* **Records from a data collection**:
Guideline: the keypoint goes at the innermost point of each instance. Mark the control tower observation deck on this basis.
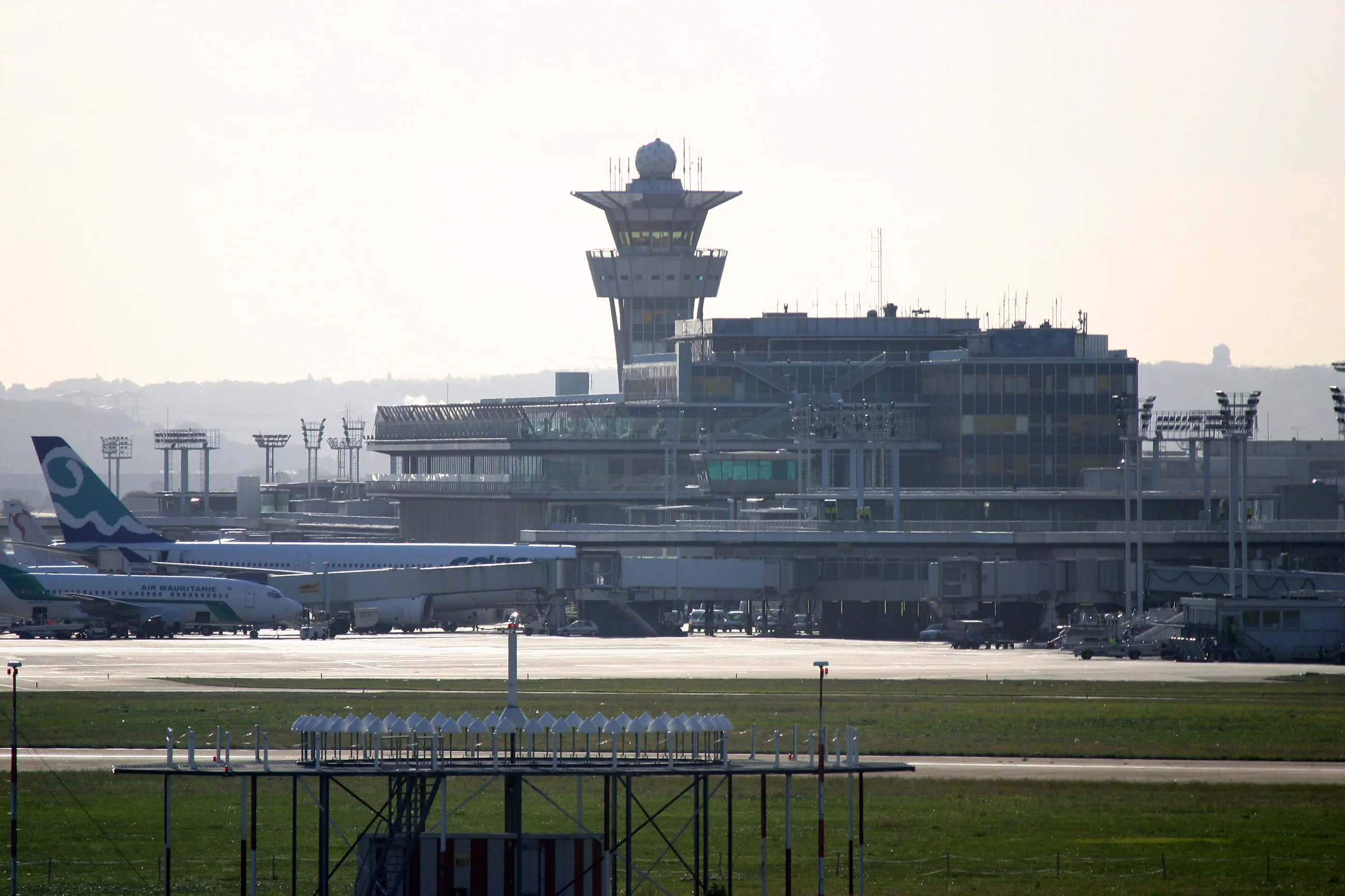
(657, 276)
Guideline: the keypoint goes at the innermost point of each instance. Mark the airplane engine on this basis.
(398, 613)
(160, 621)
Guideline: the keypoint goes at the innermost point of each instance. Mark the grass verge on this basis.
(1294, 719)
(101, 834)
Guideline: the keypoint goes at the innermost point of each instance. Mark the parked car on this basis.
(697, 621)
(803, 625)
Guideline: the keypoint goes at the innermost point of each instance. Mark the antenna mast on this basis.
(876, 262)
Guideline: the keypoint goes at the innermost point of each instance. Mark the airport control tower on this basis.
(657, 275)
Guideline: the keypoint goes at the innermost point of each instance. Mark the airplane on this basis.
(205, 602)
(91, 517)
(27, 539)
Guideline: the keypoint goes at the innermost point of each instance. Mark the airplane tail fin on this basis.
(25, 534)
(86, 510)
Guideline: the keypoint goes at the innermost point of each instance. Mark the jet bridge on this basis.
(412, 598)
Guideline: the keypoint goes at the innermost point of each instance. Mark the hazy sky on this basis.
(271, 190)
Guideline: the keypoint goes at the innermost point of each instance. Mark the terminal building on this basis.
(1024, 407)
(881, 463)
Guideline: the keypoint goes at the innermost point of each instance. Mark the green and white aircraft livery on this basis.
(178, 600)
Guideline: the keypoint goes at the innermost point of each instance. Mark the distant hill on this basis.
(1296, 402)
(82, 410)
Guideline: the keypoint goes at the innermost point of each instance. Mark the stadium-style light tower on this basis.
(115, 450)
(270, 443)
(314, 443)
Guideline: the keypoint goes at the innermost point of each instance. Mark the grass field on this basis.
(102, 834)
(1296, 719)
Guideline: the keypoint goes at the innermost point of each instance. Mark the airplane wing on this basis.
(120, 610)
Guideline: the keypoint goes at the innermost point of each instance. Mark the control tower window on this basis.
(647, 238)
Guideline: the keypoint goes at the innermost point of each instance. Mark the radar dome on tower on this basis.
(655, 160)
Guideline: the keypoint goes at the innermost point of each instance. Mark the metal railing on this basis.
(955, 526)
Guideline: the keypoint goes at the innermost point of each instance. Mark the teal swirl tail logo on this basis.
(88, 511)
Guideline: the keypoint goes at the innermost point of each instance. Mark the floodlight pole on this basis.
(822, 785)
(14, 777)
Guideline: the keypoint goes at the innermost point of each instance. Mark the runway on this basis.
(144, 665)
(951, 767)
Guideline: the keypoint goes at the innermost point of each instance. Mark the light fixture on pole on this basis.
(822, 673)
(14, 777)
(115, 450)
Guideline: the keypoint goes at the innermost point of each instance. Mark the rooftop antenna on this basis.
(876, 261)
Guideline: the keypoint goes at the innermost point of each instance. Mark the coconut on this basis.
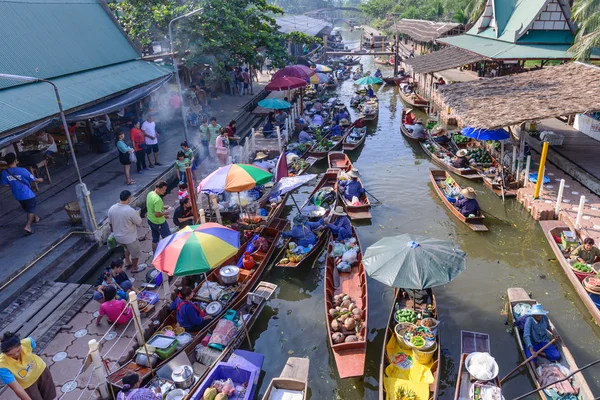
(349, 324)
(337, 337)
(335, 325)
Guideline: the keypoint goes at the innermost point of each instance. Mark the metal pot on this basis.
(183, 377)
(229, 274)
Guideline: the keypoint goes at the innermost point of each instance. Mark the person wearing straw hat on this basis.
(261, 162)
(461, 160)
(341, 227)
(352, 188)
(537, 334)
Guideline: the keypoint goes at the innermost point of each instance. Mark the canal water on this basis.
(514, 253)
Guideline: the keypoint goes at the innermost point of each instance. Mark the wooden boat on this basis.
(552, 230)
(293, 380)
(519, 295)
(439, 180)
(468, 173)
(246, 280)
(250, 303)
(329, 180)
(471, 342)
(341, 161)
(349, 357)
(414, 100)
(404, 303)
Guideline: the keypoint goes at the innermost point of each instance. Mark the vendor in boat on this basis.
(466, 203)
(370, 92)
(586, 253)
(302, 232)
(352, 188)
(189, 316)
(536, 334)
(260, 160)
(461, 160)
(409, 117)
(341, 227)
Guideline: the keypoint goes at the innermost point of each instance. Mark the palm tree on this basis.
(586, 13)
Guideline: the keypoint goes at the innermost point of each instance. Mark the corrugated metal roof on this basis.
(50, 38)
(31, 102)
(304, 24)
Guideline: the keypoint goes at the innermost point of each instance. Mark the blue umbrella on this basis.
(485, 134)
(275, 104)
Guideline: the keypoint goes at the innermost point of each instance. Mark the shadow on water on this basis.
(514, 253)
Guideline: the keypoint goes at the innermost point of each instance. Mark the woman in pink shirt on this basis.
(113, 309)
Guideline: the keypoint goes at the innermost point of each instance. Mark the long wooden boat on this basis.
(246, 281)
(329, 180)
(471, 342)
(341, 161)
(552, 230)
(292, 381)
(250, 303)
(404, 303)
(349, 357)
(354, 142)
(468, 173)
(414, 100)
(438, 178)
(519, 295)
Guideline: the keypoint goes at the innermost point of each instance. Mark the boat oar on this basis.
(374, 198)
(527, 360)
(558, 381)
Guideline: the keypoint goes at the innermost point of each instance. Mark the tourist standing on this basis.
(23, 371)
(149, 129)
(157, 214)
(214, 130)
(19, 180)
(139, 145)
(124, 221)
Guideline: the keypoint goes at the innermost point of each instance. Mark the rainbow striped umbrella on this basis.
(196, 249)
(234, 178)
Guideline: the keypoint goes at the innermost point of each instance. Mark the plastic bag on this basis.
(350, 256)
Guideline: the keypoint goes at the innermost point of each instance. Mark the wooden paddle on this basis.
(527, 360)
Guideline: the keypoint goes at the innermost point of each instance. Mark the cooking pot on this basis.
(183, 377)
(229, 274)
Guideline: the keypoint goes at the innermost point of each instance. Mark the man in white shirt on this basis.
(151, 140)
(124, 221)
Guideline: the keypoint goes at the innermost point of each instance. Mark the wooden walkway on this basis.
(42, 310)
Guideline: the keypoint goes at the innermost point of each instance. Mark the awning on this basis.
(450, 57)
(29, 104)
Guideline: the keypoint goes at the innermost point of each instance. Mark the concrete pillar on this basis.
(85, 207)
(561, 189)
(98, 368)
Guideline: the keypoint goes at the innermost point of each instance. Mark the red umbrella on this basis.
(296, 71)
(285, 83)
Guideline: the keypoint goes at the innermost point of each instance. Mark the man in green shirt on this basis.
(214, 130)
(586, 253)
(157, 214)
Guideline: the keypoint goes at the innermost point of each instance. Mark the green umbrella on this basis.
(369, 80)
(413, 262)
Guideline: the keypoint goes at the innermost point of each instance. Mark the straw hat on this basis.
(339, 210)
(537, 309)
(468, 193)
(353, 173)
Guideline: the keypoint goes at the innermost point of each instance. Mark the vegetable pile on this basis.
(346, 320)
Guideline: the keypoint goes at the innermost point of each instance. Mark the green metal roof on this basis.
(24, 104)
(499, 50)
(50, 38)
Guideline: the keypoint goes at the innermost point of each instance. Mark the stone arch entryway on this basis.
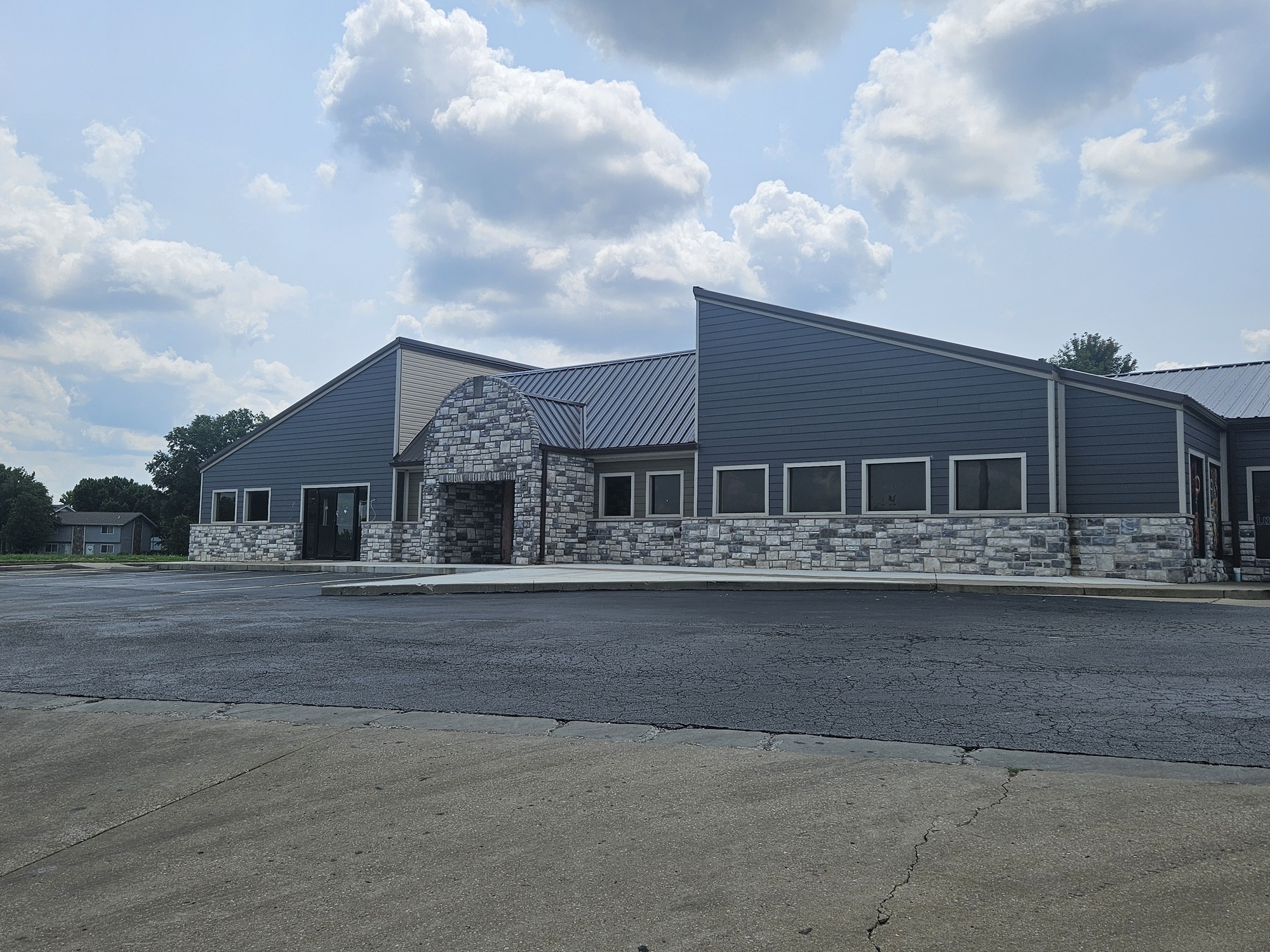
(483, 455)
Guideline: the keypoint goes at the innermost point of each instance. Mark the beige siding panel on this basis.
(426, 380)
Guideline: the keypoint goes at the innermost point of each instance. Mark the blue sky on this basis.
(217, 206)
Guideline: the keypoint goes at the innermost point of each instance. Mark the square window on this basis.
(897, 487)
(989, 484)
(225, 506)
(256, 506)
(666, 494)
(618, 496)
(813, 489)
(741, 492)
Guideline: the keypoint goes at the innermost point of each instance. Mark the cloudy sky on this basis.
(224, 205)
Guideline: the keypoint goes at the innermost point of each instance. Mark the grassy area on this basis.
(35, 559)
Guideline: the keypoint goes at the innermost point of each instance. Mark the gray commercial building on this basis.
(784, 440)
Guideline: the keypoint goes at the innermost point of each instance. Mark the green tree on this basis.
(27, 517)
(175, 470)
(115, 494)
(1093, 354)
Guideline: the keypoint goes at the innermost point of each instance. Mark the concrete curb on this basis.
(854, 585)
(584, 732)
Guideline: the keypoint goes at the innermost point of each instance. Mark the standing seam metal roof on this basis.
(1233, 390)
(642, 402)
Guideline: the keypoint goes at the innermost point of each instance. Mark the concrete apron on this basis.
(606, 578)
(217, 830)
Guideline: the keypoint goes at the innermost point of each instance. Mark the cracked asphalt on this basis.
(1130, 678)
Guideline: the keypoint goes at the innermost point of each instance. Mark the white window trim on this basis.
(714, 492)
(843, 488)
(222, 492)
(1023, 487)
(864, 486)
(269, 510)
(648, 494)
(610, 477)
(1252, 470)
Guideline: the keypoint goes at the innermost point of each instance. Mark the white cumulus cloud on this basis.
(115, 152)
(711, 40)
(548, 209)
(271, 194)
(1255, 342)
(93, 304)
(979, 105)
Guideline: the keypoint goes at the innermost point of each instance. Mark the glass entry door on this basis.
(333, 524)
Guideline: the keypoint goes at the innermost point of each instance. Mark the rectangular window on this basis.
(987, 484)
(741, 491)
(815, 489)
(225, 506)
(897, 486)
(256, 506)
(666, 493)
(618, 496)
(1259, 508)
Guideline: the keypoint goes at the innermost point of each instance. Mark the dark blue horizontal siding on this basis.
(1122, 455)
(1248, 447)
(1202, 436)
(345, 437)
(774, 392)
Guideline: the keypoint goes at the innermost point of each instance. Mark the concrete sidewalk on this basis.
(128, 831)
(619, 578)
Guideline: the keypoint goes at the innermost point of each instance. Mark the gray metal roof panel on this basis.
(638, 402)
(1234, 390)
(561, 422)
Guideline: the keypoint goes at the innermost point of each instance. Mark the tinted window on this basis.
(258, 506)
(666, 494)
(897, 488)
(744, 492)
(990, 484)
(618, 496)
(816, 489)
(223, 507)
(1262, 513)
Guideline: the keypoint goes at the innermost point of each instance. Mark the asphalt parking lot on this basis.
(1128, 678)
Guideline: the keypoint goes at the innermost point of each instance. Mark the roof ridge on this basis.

* **SET TASK**: Would you quote, exactly and only, the lines from the one containing "trim on this basis." to the end of the entries?

* **FULL ANSWER**:
Guideline: the keypoint goes at the innermost point of each instance. Mark the white window trim on this basis.
(714, 492)
(843, 488)
(222, 492)
(1023, 487)
(864, 486)
(269, 510)
(648, 494)
(610, 477)
(1252, 470)
Guideline: the keypoint goes at the innermost point of each instance. Mark the white cumulus cloud on this basis.
(115, 152)
(711, 40)
(548, 209)
(271, 194)
(1255, 342)
(93, 304)
(979, 105)
Guideline: the keypoint goes at the innermost point of each instance. Mark the glass entry door on this basis.
(333, 524)
Guideline: the keypoint goes at the innermost point of each instance. Mark the rectangular window on this basis.
(987, 484)
(741, 491)
(815, 489)
(225, 506)
(897, 486)
(256, 506)
(666, 493)
(618, 496)
(1259, 508)
Guideline: the keypoint goes at the innermost point of each instance. Mark the dark blue horizontal siding on this basis.
(1122, 455)
(1248, 447)
(1202, 436)
(345, 437)
(774, 392)
Guideline: the keypoint goes at the innermost point of each instance. Mark the concrete sidewalk on this basis.
(128, 831)
(619, 578)
Guideline: the keypoint goes at the innermost point of each instance. Mark the gray metal roof panel on this basis.
(638, 402)
(1234, 390)
(561, 422)
Guideline: the keypoint goes at the innermost point of each instance. Mark the tinted window on this basis.
(258, 506)
(666, 494)
(897, 488)
(744, 492)
(990, 484)
(618, 496)
(816, 489)
(223, 507)
(1262, 513)
Guideline: the keypoint goes at the innermost point of each instance. Mark the asphalt parking lot on this basis.
(1128, 678)
Guideline: the keypoint goes at the innermost point of each instance. Mark the roof ridge on this basis.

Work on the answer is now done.